● **Exercise directions**
In the yoga essay below, copy word for word the passage from "And then the" to "whole ‘down’ thing covered.".
START Text for analysis
Yoga makes me angry

downwarddog textIf you’re over on Facebook with me, you’ll know that recently I started doing yoga again. It had been 10 years and two kids since my last class, but I could feel my body atrophying into kinks and knots and impossibly bad habits, so I thought I’d best give it another go.

I was halfway through my first class when I remembered why I stopped last time. Yoga makes me angry. Not frustrated or mildly cranky, but full of rage. It begins with the whole ’empty your mind’ moment at the start of class. “Empty my mind?” my mind says. “How am I supposed to do that?” And the thoughts whirl round, getting blacker and blacker as I try to fight them off and turn my mind into an abyss.

“Concentrate on your breathing,” my golden, sylph-like instructor intones in her soothing, calm-blue-ocean voice. So I do. To the point where I’m practically hyperventilating because, really, concentrating on my breathing makes me aware of my breathing and the minute I become aware of anything it all goes pear-shaped (trust me, as a writer who has tried plotting out a novel and become paralysed, I hesitate to try this with my breathing).

And then the movement begins. The horrible, creaking, agonising movement. There is little I dislike more in life than a downward-facing dog. Really. My head swims, my hamstrings scream, my heels never touch the floor no matter how much I press down through my ‘bundas’ (whatever they may be). The only downward dog I want in my life is that guy up there in the photo. Procrasti-Pup has the whole ‘down’ thing covered.

So while all this is going on and I’m lengthening my muscles and strengthening my core, my mind is going 1000 miles an hour and it is NOT happy. In fact, it is swearing every swear word I know (and, having worked in journalism my whole adult life, I know a wide range). I am watching the clock and swearing. I am sweating and panting and trying not to pass out, and my mind is shrieking like this: *$%@+++&&&^^^@@@####!
END Text for analysis
START Dataset extract
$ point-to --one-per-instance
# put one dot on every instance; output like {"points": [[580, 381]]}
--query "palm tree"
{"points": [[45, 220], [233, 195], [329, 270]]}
END Dataset extract
● **Solution to this problem**
And then the movement begins. The horrible, creaking, agonising movement. There is little I dislike more in life than a downward-facing dog. Really. My head swims, my hamstrings scream, my heels never touch the floor no matter how much I press down through my ‘bundas’ (whatever they may be). The only downward dog I want in my life is that guy up there in the photo. Procrasti-Pup has the whole ‘down’ thing covered.